Given request =
Treat the line containing "raised fluffy tail" as the first line and the final line of the material below as the last; reproduce that range exactly.

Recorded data
════════════════
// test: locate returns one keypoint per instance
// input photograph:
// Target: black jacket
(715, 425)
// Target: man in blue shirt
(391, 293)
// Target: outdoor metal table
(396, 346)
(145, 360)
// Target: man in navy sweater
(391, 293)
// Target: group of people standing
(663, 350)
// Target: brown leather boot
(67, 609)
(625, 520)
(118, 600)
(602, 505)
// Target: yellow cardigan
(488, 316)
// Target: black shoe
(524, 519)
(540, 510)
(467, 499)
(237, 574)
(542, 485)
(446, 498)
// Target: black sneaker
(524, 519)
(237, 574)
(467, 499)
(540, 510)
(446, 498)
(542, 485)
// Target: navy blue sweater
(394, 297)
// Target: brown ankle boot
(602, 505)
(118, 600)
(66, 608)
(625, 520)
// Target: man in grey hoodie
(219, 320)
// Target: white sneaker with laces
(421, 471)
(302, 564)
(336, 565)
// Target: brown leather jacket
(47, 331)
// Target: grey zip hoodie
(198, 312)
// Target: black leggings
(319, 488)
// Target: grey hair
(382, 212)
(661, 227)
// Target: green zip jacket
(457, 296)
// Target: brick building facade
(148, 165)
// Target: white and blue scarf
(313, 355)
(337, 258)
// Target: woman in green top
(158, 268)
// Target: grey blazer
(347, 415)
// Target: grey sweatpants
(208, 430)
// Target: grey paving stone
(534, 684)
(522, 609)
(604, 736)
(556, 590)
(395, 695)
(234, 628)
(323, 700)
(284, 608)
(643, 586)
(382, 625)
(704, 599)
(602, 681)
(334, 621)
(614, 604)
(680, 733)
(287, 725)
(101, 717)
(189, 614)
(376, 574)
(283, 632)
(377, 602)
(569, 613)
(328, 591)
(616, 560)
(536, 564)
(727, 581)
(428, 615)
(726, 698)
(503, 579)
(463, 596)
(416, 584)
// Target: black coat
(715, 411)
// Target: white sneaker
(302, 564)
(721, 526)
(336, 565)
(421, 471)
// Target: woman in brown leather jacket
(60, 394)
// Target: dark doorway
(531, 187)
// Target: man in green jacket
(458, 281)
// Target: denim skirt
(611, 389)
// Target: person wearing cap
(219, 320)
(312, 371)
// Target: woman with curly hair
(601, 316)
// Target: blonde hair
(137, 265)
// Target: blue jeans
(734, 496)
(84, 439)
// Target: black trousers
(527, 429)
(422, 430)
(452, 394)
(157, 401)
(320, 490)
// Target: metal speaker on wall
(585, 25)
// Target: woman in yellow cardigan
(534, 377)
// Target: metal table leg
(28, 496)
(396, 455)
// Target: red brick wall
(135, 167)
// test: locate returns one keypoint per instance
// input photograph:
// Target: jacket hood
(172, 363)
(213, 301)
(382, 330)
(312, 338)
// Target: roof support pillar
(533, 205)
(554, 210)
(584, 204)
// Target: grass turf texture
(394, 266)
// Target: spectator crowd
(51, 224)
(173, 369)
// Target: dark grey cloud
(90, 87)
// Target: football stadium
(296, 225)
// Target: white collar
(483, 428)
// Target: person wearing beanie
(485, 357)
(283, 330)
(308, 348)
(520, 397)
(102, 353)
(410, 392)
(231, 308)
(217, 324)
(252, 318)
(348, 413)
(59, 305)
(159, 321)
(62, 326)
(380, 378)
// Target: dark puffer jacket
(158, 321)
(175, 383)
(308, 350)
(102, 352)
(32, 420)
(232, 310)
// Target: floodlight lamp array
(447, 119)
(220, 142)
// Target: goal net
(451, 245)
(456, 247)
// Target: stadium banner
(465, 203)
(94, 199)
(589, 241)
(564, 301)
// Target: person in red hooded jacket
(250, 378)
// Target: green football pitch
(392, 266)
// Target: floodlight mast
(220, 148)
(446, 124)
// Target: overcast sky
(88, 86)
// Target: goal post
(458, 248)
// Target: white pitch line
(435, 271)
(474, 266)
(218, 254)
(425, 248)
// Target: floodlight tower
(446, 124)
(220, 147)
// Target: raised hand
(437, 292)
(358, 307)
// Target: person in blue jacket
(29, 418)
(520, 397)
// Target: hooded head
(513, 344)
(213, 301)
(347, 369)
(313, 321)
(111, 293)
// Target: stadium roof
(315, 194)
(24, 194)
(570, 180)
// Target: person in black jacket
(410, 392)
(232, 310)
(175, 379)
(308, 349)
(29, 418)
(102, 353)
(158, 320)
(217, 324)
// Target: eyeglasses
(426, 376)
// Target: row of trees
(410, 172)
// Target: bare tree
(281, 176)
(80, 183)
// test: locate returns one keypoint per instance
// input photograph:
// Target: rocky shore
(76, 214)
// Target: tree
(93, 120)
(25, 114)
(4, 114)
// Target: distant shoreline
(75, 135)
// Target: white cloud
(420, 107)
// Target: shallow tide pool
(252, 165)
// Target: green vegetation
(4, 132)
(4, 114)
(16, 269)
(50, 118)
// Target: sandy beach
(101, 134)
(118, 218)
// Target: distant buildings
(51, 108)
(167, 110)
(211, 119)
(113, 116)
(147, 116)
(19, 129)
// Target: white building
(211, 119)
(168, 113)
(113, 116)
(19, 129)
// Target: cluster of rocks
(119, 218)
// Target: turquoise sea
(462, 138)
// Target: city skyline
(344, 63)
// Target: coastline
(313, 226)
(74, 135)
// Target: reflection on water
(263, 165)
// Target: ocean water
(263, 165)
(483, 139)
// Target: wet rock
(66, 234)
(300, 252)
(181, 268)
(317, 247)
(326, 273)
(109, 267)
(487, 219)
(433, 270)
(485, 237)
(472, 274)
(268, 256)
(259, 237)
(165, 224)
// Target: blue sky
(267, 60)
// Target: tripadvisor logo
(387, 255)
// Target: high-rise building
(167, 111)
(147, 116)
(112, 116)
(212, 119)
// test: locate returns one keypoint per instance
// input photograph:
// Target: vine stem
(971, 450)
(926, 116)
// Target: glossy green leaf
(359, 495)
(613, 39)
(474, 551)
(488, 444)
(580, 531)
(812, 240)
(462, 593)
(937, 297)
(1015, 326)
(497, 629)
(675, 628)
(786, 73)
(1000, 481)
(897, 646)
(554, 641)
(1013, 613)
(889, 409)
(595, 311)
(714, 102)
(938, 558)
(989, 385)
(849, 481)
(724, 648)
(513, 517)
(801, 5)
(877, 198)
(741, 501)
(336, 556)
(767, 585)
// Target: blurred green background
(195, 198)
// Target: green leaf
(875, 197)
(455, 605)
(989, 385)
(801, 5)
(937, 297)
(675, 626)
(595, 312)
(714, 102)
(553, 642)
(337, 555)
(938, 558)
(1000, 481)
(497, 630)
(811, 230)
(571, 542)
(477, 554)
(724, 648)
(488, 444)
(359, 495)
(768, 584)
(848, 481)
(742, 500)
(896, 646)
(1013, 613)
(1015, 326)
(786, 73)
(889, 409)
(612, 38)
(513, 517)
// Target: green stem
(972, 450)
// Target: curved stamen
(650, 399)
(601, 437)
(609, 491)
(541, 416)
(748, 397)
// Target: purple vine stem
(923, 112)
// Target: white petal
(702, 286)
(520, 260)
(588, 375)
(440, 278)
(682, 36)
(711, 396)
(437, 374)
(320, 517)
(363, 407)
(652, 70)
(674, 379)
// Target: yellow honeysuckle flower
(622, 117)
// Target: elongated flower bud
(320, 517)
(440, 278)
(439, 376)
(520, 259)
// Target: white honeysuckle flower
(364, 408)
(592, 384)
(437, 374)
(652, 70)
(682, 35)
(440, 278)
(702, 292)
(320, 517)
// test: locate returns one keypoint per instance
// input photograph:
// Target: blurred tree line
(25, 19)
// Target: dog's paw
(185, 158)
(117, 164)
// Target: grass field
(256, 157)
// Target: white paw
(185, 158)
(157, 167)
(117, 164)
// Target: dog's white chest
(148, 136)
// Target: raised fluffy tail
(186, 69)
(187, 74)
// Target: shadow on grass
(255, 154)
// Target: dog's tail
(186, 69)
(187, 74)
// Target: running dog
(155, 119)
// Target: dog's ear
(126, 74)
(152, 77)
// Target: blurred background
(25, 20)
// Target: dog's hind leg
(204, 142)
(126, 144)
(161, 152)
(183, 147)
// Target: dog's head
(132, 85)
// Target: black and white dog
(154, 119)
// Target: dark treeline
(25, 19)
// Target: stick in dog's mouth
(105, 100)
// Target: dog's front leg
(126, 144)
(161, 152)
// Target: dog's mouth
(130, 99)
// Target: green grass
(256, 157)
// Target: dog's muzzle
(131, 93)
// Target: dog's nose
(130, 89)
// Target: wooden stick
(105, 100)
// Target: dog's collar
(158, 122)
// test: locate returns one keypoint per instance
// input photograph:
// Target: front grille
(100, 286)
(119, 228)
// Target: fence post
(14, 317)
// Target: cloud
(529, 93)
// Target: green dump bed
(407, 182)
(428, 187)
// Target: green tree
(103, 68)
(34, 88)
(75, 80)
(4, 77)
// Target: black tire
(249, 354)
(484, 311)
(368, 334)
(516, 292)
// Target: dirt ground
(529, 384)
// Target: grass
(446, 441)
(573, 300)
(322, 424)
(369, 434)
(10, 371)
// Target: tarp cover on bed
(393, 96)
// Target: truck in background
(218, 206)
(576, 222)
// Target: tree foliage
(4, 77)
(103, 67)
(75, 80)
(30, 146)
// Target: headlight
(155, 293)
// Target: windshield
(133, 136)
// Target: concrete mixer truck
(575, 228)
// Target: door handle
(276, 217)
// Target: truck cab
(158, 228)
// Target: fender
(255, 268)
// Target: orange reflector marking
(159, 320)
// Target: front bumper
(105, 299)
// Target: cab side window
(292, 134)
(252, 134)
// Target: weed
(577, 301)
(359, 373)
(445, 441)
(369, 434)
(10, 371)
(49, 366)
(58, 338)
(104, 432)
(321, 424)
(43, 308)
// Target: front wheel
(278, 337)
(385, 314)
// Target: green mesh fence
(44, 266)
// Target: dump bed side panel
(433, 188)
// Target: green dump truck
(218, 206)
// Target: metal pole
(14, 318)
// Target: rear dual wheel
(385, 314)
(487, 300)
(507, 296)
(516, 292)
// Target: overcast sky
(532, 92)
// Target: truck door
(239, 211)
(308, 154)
════════════════
Solution =
// Target: raised fluffy tail
(186, 69)
(187, 74)
// Target: shadow on grass
(255, 154)
// Target: dog's tail
(186, 69)
(187, 74)
// Target: running dog
(155, 119)
// Target: dog's ear
(126, 74)
(152, 77)
// Target: blurred background
(25, 20)
// Target: dog's hind leg
(204, 142)
(126, 144)
(161, 152)
(183, 147)
// Target: dog's head
(132, 85)
// Target: black and white dog
(154, 119)
// Target: dark treeline
(25, 19)
// Target: stick in dog's mouth
(105, 100)
// Target: dog's front leg
(126, 144)
(161, 152)
// Target: dog's mouth
(130, 99)
// Target: green grass
(256, 157)
// Target: dog's muzzle
(131, 93)
// Target: dog's nose
(130, 89)
// Target: wooden stick
(105, 100)
// Target: dog's collar
(158, 122)
// test: locate returns one keypoint per instance
// input photograph:
// Target: front grille
(100, 286)
(119, 228)
// Target: fence post
(14, 317)
// Target: cloud
(529, 93)
// Target: green dump bed
(407, 182)
(428, 187)
// Target: green tree
(103, 68)
(34, 88)
(75, 80)
(4, 77)
// Target: black tire
(249, 354)
(484, 311)
(368, 334)
(516, 292)
// Target: dirt ground
(529, 384)
// Target: grass
(446, 441)
(573, 300)
(322, 424)
(369, 434)
(10, 371)
// Target: tarp cover on bed
(393, 96)
// Target: truck in background
(218, 206)
(576, 222)
// Target: tree foliage
(4, 77)
(103, 67)
(75, 80)
(30, 146)
// Target: headlight
(155, 293)
// Target: windshield
(133, 136)
// Target: concrete mixer truck
(575, 228)
// Target: door handle
(276, 217)
// Target: truck cab
(158, 228)
// Target: fender
(255, 268)
// Target: orange reflector marking
(159, 320)
// Target: front bumper
(105, 299)
// Target: cab side window
(292, 134)
(252, 134)
// Target: weed
(577, 301)
(359, 373)
(445, 441)
(369, 434)
(10, 371)
(49, 366)
(58, 338)
(104, 432)
(321, 424)
(43, 308)
// Target: front wheel
(278, 337)
(385, 314)
// Target: green mesh fence
(44, 266)
// Target: dump bed side panel
(433, 188)
// Target: green dump truck
(218, 206)
// Target: metal pole
(14, 318)
// Target: rear dual wheel
(385, 314)
(487, 300)
(507, 296)
(516, 292)
// Target: overcast sky
(532, 92)
// Target: truck door
(239, 211)
(308, 154)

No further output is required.